====== RECORDS FOR THE TASK

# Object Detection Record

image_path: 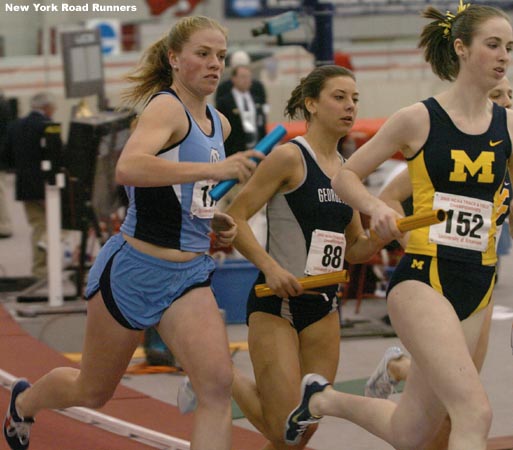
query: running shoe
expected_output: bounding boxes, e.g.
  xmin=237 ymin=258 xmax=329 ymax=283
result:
xmin=365 ymin=347 xmax=404 ymax=398
xmin=176 ymin=376 xmax=198 ymax=414
xmin=4 ymin=379 xmax=34 ymax=450
xmin=285 ymin=373 xmax=330 ymax=445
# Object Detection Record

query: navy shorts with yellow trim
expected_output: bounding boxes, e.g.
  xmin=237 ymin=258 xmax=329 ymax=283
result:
xmin=85 ymin=234 xmax=215 ymax=330
xmin=387 ymin=253 xmax=495 ymax=321
xmin=246 ymin=273 xmax=340 ymax=333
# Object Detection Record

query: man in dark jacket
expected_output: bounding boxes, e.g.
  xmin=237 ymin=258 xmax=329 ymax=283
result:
xmin=0 ymin=91 xmax=12 ymax=239
xmin=216 ymin=66 xmax=266 ymax=156
xmin=6 ymin=92 xmax=56 ymax=278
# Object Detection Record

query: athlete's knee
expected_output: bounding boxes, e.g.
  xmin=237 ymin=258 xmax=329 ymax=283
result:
xmin=451 ymin=399 xmax=493 ymax=435
xmin=79 ymin=384 xmax=116 ymax=409
xmin=266 ymin=419 xmax=319 ymax=450
xmin=194 ymin=365 xmax=233 ymax=403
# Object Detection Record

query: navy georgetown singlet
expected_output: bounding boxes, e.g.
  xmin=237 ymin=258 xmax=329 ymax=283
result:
xmin=267 ymin=137 xmax=353 ymax=277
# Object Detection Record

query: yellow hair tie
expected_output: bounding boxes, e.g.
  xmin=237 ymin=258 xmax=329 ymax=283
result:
xmin=438 ymin=11 xmax=456 ymax=39
xmin=438 ymin=0 xmax=470 ymax=39
xmin=456 ymin=0 xmax=470 ymax=14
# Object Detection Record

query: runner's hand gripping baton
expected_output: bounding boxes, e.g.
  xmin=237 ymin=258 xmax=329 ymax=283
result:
xmin=397 ymin=209 xmax=447 ymax=233
xmin=209 ymin=125 xmax=287 ymax=201
xmin=255 ymin=270 xmax=349 ymax=297
xmin=255 ymin=209 xmax=446 ymax=298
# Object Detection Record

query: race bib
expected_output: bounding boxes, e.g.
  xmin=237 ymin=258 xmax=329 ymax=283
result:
xmin=429 ymin=192 xmax=493 ymax=252
xmin=305 ymin=230 xmax=346 ymax=275
xmin=191 ymin=180 xmax=217 ymax=219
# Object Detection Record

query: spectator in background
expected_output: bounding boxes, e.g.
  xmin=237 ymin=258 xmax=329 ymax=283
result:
xmin=0 ymin=91 xmax=12 ymax=239
xmin=215 ymin=50 xmax=269 ymax=109
xmin=6 ymin=92 xmax=56 ymax=278
xmin=217 ymin=66 xmax=266 ymax=156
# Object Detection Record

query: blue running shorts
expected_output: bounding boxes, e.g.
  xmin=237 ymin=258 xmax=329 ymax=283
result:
xmin=85 ymin=233 xmax=215 ymax=330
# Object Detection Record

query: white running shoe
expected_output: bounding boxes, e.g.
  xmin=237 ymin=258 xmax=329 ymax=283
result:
xmin=365 ymin=347 xmax=404 ymax=398
xmin=176 ymin=376 xmax=198 ymax=414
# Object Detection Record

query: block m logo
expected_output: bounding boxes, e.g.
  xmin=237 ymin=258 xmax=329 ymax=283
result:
xmin=449 ymin=150 xmax=495 ymax=183
xmin=411 ymin=258 xmax=424 ymax=270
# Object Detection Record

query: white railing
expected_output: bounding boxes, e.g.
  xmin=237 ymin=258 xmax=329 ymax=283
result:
xmin=0 ymin=369 xmax=190 ymax=450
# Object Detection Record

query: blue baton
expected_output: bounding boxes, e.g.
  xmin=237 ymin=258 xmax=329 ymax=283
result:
xmin=209 ymin=125 xmax=287 ymax=201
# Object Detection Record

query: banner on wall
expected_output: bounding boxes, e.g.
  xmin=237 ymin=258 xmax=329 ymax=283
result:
xmin=225 ymin=0 xmax=513 ymax=18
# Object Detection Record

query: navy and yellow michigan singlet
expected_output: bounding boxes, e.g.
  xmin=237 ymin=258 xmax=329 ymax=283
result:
xmin=388 ymin=98 xmax=511 ymax=320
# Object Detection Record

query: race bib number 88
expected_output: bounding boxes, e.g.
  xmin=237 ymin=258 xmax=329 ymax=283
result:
xmin=305 ymin=230 xmax=346 ymax=275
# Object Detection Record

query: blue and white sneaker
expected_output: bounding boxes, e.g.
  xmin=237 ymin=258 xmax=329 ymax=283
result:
xmin=285 ymin=373 xmax=331 ymax=445
xmin=4 ymin=379 xmax=34 ymax=450
xmin=176 ymin=376 xmax=198 ymax=414
xmin=365 ymin=347 xmax=404 ymax=398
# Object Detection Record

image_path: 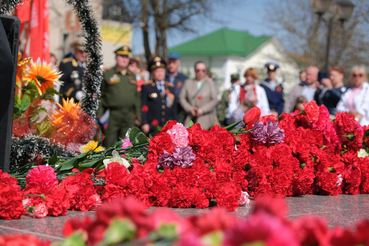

============

● **PROBLEM TO SOLVE**: Copy out every row above verbatim, leaving the pictures out of your answer.

● **ANSWER FOR THIS EXERCISE**:
# Object Detection Record

image_path: 
query: running shoe
expected_output: bounding boxes, e.g.
  xmin=237 ymin=258 xmax=329 ymax=283
result:
xmin=365 ymin=347 xmax=404 ymax=398
xmin=176 ymin=376 xmax=198 ymax=414
xmin=4 ymin=379 xmax=34 ymax=450
xmin=285 ymin=373 xmax=330 ymax=445
# Object Detection Record

query: navy shorts with yellow trim
expected_output: bounding boxes, e.g.
  xmin=237 ymin=258 xmax=329 ymax=283
result:
xmin=85 ymin=234 xmax=215 ymax=330
xmin=387 ymin=253 xmax=495 ymax=321
xmin=246 ymin=273 xmax=340 ymax=333
# Object Detection Record

query: man in dark jacket
expected_output: bounding boxes, e.g.
  xmin=237 ymin=258 xmax=329 ymax=283
result:
xmin=0 ymin=91 xmax=12 ymax=239
xmin=216 ymin=66 xmax=266 ymax=156
xmin=6 ymin=92 xmax=56 ymax=278
# Object Detection Record

query: athlete's knee
expected_output: bounding boxes, e.g.
  xmin=237 ymin=258 xmax=329 ymax=283
result:
xmin=451 ymin=399 xmax=493 ymax=435
xmin=79 ymin=384 xmax=116 ymax=409
xmin=266 ymin=419 xmax=319 ymax=450
xmin=194 ymin=365 xmax=233 ymax=403
# Object Detection Record

query: navy georgetown singlet
expected_output: bounding boxes, e.g.
  xmin=237 ymin=258 xmax=329 ymax=283
result:
xmin=267 ymin=137 xmax=353 ymax=277
# Object Detection Record

query: yellow hair tie
expected_output: bounding boxes, e.g.
  xmin=237 ymin=258 xmax=329 ymax=283
result:
xmin=438 ymin=11 xmax=456 ymax=39
xmin=438 ymin=0 xmax=470 ymax=39
xmin=456 ymin=0 xmax=470 ymax=14
# Object Detection Record

query: runner's hand gripping baton
expected_output: bounding boxes, e.g.
  xmin=237 ymin=258 xmax=329 ymax=283
result:
xmin=397 ymin=209 xmax=447 ymax=233
xmin=209 ymin=125 xmax=287 ymax=201
xmin=255 ymin=270 xmax=349 ymax=297
xmin=255 ymin=209 xmax=446 ymax=298
# Object Detection Record

query: race bib
expected_output: bounding boxes, e.g.
  xmin=237 ymin=258 xmax=329 ymax=283
result:
xmin=429 ymin=192 xmax=493 ymax=252
xmin=305 ymin=230 xmax=346 ymax=275
xmin=191 ymin=180 xmax=217 ymax=219
# Object Detection Record

query: spectator in background
expected_output: bounding boxes, e.g.
  xmin=237 ymin=258 xmax=329 ymax=283
result:
xmin=0 ymin=91 xmax=12 ymax=239
xmin=215 ymin=50 xmax=269 ymax=109
xmin=6 ymin=92 xmax=56 ymax=278
xmin=217 ymin=66 xmax=266 ymax=156
# Object Detection Record

query: blue running shorts
expected_output: bounding boxes, e.g.
  xmin=237 ymin=258 xmax=329 ymax=283
result:
xmin=85 ymin=233 xmax=215 ymax=330
# Object Detection Record

query: white running shoe
expected_output: bounding boxes, e.g.
  xmin=237 ymin=258 xmax=329 ymax=283
result:
xmin=365 ymin=347 xmax=404 ymax=398
xmin=176 ymin=376 xmax=198 ymax=414
# Object Detection Record

query: block m logo
expected_output: bounding boxes, e.g.
  xmin=237 ymin=258 xmax=329 ymax=283
result:
xmin=449 ymin=150 xmax=495 ymax=183
xmin=411 ymin=258 xmax=424 ymax=270
# Object Detection Record

query: white railing
expected_output: bounding boxes, e.g.
  xmin=237 ymin=258 xmax=329 ymax=283
result:
xmin=0 ymin=369 xmax=190 ymax=450
# Object Detection Record

query: blue baton
expected_output: bounding boxes, e.g.
  xmin=237 ymin=258 xmax=329 ymax=283
result:
xmin=209 ymin=125 xmax=287 ymax=201
# Object Detection Record

query: banner on wall
expected_output: bounding boxes, e.g.
  xmin=237 ymin=258 xmax=329 ymax=283
result:
xmin=225 ymin=0 xmax=513 ymax=18
# Object Detection Record

query: navy and yellow michigan singlet
expected_output: bounding boxes, e.g.
  xmin=237 ymin=258 xmax=329 ymax=283
result:
xmin=388 ymin=98 xmax=511 ymax=320
# Object Detection Record

query: race bib number 88
expected_output: bounding boxes, e.g.
  xmin=237 ymin=258 xmax=329 ymax=283
result:
xmin=305 ymin=230 xmax=346 ymax=275
# Object Detection Record

query: blue and white sneaker
expected_output: bounding boxes, e.g.
  xmin=237 ymin=258 xmax=329 ymax=283
result:
xmin=285 ymin=373 xmax=331 ymax=445
xmin=4 ymin=379 xmax=34 ymax=450
xmin=176 ymin=376 xmax=198 ymax=414
xmin=365 ymin=347 xmax=404 ymax=398
# Object Detection Record

image_path: 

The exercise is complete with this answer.